--- Given instruction ---
Copy the line containing "Wildlife-survey tagging: tag each instance of the stigma", then all lines after it up to and including the final line of the material, exactly and without additions.

--- Listing ---
* * *

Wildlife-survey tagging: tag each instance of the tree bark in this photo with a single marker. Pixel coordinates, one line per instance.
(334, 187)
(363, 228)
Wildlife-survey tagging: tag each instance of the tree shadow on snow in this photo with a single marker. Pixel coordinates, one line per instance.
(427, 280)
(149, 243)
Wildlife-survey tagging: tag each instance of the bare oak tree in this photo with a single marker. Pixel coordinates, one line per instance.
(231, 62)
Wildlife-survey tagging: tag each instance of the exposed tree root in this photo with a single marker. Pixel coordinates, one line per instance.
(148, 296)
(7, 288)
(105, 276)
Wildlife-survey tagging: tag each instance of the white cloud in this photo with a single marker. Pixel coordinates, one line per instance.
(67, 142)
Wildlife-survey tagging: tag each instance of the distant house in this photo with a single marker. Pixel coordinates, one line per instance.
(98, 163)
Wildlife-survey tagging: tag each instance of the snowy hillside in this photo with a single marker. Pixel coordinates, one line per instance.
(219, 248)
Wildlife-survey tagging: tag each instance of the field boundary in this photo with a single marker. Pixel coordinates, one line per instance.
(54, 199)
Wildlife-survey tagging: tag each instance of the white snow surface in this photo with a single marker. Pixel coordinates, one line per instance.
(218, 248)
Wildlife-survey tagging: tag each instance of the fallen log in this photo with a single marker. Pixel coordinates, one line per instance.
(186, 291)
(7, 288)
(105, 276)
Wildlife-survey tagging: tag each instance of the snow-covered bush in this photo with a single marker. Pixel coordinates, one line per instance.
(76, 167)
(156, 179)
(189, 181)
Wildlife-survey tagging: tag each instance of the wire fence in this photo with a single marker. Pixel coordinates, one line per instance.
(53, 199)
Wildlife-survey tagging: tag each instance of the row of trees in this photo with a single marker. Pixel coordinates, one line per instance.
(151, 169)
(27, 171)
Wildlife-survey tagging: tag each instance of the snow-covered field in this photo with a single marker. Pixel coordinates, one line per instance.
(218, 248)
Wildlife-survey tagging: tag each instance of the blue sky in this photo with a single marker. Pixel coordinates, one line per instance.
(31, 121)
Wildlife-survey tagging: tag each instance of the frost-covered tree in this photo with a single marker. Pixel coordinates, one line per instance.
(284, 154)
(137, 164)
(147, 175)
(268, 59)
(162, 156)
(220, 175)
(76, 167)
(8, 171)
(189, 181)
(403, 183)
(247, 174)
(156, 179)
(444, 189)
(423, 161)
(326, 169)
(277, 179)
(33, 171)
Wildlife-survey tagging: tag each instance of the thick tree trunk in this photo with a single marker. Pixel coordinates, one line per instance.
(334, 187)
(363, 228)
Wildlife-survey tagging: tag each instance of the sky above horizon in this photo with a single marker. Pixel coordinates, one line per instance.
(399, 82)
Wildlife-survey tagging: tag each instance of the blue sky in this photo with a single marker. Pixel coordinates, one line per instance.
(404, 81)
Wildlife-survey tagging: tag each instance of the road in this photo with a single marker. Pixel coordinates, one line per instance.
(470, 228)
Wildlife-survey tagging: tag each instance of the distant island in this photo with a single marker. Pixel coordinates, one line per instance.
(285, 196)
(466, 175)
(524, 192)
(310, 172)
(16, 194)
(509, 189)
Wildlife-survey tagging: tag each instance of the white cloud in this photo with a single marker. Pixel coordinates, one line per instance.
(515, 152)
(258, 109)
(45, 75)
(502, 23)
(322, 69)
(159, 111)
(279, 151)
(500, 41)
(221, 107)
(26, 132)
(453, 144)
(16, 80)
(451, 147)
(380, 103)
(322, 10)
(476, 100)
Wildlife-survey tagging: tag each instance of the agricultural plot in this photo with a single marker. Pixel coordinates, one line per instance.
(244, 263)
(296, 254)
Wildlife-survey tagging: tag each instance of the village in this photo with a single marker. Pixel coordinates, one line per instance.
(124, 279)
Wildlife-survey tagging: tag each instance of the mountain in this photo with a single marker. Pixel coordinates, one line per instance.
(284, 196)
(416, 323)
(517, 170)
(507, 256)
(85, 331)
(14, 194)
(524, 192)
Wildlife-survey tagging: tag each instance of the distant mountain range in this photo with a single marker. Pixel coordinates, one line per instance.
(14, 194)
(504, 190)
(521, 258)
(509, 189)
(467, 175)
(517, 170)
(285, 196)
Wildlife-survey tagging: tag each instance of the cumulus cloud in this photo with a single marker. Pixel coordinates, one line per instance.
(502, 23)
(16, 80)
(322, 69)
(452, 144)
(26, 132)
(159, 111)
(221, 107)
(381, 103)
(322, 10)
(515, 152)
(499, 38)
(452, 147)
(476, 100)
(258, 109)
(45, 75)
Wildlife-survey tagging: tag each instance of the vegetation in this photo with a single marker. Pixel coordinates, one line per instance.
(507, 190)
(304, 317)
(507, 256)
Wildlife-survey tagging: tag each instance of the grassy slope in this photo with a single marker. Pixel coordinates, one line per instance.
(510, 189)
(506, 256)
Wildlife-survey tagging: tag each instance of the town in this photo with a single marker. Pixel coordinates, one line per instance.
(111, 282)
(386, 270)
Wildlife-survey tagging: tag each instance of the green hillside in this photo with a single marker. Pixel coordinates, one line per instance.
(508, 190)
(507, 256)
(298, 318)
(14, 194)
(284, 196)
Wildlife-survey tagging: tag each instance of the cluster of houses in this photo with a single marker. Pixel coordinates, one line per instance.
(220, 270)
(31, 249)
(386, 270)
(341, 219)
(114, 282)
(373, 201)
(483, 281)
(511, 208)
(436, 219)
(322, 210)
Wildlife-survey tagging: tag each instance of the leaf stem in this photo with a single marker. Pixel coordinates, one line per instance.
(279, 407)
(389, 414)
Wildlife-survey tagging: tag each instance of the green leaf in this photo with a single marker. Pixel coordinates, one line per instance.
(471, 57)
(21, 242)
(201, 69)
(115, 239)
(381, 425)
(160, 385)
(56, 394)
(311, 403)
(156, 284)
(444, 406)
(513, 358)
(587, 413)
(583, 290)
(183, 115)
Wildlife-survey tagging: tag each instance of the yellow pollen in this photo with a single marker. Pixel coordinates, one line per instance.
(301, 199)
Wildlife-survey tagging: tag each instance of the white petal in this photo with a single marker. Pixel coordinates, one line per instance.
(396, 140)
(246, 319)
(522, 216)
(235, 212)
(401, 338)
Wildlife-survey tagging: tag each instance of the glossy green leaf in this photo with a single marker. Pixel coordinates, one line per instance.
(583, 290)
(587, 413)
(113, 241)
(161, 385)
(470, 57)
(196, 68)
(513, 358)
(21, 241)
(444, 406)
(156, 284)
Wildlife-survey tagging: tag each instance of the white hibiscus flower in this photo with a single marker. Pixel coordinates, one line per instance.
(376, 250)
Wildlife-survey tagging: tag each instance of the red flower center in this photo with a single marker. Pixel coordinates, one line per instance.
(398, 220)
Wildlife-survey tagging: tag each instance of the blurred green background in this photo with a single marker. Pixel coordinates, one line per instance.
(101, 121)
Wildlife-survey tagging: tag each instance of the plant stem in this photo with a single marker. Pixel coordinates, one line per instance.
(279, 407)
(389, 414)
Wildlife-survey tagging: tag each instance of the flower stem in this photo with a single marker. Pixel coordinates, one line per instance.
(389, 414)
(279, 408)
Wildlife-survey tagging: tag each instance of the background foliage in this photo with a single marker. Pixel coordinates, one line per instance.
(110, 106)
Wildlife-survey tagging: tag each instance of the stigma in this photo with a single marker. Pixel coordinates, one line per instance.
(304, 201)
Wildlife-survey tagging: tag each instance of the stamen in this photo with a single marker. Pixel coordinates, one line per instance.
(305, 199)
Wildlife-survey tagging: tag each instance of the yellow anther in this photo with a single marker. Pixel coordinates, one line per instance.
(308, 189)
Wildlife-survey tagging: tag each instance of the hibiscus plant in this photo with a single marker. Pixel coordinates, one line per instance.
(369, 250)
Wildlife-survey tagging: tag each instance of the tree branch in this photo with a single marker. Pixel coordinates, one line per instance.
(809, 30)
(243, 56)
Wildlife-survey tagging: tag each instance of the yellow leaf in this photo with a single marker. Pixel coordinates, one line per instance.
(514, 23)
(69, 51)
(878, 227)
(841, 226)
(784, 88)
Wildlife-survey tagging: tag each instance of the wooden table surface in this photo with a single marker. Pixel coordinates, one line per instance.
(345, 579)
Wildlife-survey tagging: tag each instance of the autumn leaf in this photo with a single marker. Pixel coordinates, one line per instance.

* * *

--- Result of the exercise ---
Wildlife-survey tagging: tag each instance of the stigma in this photo with a single marker. Pixel coordinates, one line per instance.
(304, 201)
Wildlife-survey tagging: tag each instance of the stamen in this photo with a single marker. Pixel coordinates, one line per instance.
(305, 199)
Wildlife-survey tagging: tag each instance of the yellow anther in this photo with a single marker. Pixel coordinates, one line per instance.
(308, 189)
Wildlife-survey tagging: tag each instance of the hibiscus plant in this photo with a single marker. Pixel coordinates, one line per instance.
(369, 250)
Wildlife-survey tagging: tag each instance of the tree branch in this photo with a single marker. Pixel coordinates, one line per instance.
(809, 30)
(243, 56)
Wildlife-survey tagging: tag each instance of the yellow leaf in this photo with a single marker. Pixel coordinates, one line per instance.
(514, 23)
(69, 51)
(878, 227)
(841, 226)
(784, 88)
Wildlife-survey tagging: tag each instance of the wooden table surface in this photo with a single marker. Pixel coordinates, one line per instance.
(345, 579)
Wildlife-survey tagging: tag each instance of the autumn leaf in this photo with a single marker. Pixel coordinates, one line per instance.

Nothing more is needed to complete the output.